DOCUMENT SEGMENT:
No public figure in France has ever dared to go that far in reckoning with the country’s colonial past, let alone discuss apologies. As a matter of fact, quite the opposite: No later than last August, François Fillon, the leading center-right candidate for the presidency, had stated that “no, France is not guilty to have wanted to share its culture with the people of Africa, Asia and North America.” The abyss between Fillon’s rather unfortunate “sharing” and Macron’s sweeping indictment is hardly limited to Algeria (where Macron made his statement). This is a very public fight between the candidates aspiring to France’s highest elective office about the nation’s colonial past, and therefore about its future. What should be the place of the descendants of France’s colonial subjects — Muslims from North Africa but also Vietnamese, Malagasy, Congolese, etc. — in today’s French society?
In Algeria, Macron’s declarations were welcome. Historian Fouad Soufi praised the candidate for being “courageous.” Reactions on the right to Macron have been predictably angry: Fillon denounced Macron’s “indignity” and “constant repentance.” As for populist Marine Le Pen (whose father, Jean-Marie Le Pen, allegedly engaged in torture as a paratrooper during the Algerian War of Independence), she let one of her lieutenants speak for her, accusing Macron of “detesting France.”
Comments were more muted on the left. For instance, Emmanuelle Cosse, the housing minister, disagreed on the use of “crimes against humanity” because of its precise legal nature. Yet an IFOP poll taken for the Algerian news website TSA shows the French public is divided, with 51 percent agreeing with Macron.
By using the legal qualification of crime against humanity, Macron has acknowledged the colonial enterprise for what it truly was: an illegitimate dispossession of territory and a violent subjugation of local populations for the sole benefit of the imperial power.
Formal apologies from European colonial powers are few and far between and usually involve discrete events. Germany is in the process of presenting apologies for its role in Namibia’s Herero and Nama genocide between 1904 and 1907 (without any compensation). The Netherlands apologized to Indonesia for mass killings during the War of Independence. Belgium, on the other hand, never apologized for King Leopold’s bloody rule over Congo, while England has adamantly refused to make amends for massacres in colonial India.
To this day, the Algerian War of Independence (fought between 1954 and 1962) remains highly contentious in French politics. The French Army’s human rights violations (most notably, its widespread use of torture), terrorism on both sides and the ultimate defeat and repatriation of close to 800,000 French citizens from Algeria — all these left durable divisions in French society. The mass immigration of workers from the former colony to power France’s industrial miracle during the 1960s only compounded the problem. There are now an estimated 7.3 million French people with at least one immigrant parent (out of 66 million inhabitants), including about 1 million of Algerian descent.

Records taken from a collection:
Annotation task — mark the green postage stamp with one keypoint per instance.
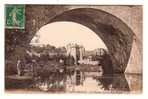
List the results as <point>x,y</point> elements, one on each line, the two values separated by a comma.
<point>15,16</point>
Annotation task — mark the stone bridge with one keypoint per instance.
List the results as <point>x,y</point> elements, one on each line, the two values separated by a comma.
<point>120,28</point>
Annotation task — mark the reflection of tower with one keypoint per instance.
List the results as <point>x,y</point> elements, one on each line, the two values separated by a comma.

---

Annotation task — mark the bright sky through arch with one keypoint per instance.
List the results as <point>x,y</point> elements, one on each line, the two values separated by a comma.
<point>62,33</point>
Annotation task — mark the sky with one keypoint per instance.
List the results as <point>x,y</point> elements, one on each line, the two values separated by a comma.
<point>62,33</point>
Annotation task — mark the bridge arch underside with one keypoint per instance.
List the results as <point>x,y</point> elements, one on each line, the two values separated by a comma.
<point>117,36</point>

REQUIRED ACTION 1: In the passage on France's colonial past, what share of the French public agreed with Macron according to the IFOP poll?
REQUIRED ACTION 2: Transcribe the stretch of the passage on France's colonial past from "Comments were more" through "the imperial power.".
These lines are separate material, apart from the passage on France's colonial past.

WRITTEN SOLUTION 1: 51 percent

WRITTEN SOLUTION 2:
Comments were more muted on the left. For instance, Emmanuelle Cosse, the housing minister, disagreed on the use of “crimes against humanity” because of its precise legal nature. Yet an IFOP poll taken for the Algerian news website TSA shows the French public is divided, with 51 percent agreeing with Macron.
By using the legal qualification of crime against humanity, Macron has acknowledged the colonial enterprise for what it truly was: an illegitimate dispossession of territory and a violent subjugation of local populations for the sole benefit of the imperial power.